→ Exercise description
Reproduce everything in the entries below, from the line containing "Target: man's eye" down to the line containing "xmin=379 ymin=235 xmax=426 ymax=323", with both of those lines included.

→ Supplied information
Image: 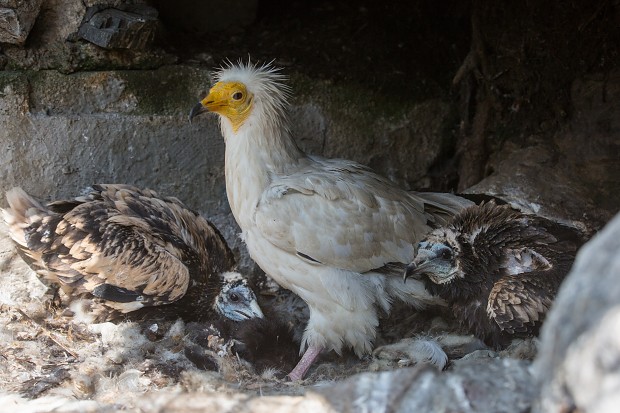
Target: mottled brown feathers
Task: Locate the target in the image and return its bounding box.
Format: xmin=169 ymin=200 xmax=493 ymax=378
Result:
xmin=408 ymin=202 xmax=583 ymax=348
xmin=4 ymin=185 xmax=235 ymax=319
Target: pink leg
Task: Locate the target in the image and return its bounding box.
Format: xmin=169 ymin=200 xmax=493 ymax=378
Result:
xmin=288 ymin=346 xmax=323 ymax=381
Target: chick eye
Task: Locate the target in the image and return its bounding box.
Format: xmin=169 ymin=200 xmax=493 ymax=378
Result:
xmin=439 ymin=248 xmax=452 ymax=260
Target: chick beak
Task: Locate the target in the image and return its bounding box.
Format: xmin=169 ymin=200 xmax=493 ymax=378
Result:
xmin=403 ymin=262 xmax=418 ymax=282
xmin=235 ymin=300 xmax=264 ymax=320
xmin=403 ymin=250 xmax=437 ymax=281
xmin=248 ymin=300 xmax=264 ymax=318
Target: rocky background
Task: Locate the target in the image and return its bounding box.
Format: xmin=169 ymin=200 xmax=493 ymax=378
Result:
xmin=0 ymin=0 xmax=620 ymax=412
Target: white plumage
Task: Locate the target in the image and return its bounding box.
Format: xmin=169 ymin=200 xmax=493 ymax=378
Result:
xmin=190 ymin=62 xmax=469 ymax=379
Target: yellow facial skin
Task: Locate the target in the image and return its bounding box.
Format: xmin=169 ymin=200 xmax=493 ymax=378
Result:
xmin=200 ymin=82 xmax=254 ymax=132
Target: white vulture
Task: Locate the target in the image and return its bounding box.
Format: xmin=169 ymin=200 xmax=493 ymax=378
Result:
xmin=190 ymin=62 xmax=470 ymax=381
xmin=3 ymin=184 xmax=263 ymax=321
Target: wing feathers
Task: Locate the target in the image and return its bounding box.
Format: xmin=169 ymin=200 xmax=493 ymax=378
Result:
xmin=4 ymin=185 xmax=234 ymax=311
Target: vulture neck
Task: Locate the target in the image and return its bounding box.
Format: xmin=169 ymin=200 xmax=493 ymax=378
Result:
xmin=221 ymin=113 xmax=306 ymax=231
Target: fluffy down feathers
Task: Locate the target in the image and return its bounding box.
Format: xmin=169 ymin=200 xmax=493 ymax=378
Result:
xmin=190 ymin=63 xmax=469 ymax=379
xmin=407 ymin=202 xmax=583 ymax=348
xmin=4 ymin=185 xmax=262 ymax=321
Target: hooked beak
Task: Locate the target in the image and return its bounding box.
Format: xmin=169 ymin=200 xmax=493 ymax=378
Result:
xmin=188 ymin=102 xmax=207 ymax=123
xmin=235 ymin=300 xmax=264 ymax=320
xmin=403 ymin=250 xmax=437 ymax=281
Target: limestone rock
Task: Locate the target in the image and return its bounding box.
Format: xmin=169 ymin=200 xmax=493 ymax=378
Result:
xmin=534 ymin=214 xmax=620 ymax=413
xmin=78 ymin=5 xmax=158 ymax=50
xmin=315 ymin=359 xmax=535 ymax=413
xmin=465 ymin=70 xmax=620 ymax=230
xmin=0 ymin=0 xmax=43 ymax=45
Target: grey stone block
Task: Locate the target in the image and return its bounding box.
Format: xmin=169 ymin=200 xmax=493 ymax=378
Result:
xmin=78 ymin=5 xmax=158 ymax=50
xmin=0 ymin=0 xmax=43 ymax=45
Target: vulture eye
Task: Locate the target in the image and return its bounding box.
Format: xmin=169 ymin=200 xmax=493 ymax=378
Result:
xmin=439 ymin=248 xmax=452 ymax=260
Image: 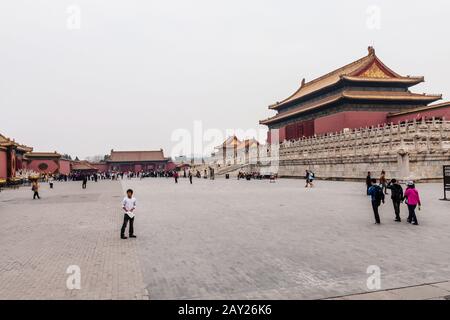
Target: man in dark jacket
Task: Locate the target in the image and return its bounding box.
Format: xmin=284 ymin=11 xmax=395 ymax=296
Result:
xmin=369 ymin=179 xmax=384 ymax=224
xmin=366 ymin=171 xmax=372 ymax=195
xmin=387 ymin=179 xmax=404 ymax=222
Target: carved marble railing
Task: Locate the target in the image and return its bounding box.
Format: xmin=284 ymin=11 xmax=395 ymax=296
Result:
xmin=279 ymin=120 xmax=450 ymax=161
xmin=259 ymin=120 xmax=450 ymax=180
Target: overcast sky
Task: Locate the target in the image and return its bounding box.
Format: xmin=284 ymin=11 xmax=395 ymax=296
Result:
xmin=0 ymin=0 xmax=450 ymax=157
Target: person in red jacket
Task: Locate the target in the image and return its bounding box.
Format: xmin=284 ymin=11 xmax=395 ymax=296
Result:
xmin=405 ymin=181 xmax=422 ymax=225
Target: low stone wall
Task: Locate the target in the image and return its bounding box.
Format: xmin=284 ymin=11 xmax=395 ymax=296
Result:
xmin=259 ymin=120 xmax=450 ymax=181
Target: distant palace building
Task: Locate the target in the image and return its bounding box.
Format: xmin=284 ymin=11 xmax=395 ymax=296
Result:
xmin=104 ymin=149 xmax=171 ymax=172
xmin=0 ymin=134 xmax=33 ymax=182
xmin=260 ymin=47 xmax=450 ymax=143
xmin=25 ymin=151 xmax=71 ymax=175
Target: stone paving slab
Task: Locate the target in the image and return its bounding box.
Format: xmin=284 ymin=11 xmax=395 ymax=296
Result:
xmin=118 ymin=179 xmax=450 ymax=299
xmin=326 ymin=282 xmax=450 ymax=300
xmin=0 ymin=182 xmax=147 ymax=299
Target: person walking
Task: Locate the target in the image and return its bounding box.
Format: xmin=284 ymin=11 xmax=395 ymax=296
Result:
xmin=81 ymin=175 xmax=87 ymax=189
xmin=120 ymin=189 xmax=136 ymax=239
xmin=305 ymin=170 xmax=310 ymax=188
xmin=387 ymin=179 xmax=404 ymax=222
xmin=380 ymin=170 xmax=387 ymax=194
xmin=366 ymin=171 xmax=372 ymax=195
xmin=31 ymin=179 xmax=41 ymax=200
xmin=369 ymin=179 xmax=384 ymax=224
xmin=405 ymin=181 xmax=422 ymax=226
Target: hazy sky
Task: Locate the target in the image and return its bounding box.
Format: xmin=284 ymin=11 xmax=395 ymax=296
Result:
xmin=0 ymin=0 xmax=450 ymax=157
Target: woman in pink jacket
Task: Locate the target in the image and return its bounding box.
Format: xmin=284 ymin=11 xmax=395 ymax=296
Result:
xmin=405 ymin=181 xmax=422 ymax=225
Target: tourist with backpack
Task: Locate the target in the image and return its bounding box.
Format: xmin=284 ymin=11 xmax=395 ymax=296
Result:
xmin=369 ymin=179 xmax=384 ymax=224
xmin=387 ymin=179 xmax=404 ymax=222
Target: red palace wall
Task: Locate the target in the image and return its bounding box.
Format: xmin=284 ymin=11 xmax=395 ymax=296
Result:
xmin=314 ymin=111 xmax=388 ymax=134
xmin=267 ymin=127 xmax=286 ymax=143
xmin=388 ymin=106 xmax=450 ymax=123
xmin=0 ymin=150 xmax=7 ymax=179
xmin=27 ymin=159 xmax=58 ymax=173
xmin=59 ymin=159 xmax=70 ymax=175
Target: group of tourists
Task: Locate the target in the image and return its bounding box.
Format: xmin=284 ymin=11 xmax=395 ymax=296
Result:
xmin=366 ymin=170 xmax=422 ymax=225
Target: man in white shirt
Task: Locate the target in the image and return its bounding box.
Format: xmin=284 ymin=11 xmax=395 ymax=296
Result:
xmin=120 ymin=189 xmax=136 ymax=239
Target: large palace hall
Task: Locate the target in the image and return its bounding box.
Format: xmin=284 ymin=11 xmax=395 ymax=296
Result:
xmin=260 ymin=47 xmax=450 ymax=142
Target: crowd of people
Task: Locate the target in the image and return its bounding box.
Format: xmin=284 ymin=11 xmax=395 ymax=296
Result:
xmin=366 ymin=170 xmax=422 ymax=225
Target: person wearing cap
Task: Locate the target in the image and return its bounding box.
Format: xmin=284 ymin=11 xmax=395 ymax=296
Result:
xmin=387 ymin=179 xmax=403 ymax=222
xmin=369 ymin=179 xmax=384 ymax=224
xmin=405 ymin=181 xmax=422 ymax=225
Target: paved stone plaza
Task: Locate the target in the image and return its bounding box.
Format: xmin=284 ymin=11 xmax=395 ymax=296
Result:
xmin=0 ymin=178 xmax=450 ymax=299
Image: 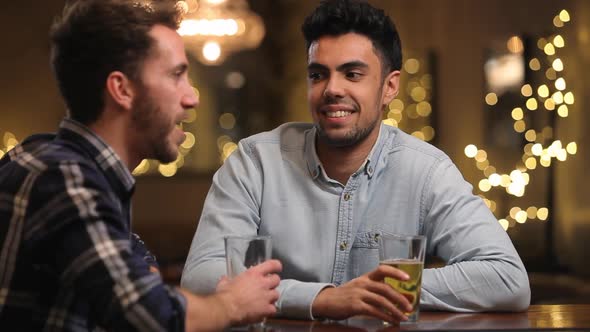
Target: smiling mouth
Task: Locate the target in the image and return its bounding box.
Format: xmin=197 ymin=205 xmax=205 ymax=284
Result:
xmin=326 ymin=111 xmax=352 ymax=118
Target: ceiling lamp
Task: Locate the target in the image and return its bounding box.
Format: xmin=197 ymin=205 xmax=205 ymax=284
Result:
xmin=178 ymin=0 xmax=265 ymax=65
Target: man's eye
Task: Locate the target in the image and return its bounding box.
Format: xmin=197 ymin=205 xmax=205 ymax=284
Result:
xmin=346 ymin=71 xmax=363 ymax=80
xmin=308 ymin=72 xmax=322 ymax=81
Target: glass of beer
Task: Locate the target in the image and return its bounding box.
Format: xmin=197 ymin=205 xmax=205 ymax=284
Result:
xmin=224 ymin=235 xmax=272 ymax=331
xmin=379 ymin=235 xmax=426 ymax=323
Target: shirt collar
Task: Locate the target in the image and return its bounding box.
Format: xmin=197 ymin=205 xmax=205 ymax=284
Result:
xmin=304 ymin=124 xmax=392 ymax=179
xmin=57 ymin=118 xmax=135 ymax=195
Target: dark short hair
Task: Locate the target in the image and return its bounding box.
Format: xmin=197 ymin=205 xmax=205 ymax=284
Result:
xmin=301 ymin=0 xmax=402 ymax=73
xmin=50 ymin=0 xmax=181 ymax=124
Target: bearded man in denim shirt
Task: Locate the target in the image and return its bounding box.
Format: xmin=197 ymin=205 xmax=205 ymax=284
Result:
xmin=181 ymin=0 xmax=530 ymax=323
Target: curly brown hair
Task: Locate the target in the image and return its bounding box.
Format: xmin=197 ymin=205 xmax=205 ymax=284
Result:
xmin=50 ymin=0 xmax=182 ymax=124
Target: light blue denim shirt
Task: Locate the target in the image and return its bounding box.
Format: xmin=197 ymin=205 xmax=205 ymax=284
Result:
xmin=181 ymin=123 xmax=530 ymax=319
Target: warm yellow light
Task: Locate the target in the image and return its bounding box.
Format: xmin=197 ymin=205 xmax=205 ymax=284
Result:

→ Task response
Target: man's eye
Task: Locate the target in the image and return its bounding box.
Format: xmin=197 ymin=205 xmax=205 ymax=284
Result:
xmin=346 ymin=71 xmax=363 ymax=80
xmin=308 ymin=72 xmax=322 ymax=81
Target: glass of beer
Task: Locate the target in the image and return its bounding box.
Format: xmin=197 ymin=205 xmax=205 ymax=284
Result:
xmin=224 ymin=235 xmax=272 ymax=331
xmin=379 ymin=235 xmax=426 ymax=323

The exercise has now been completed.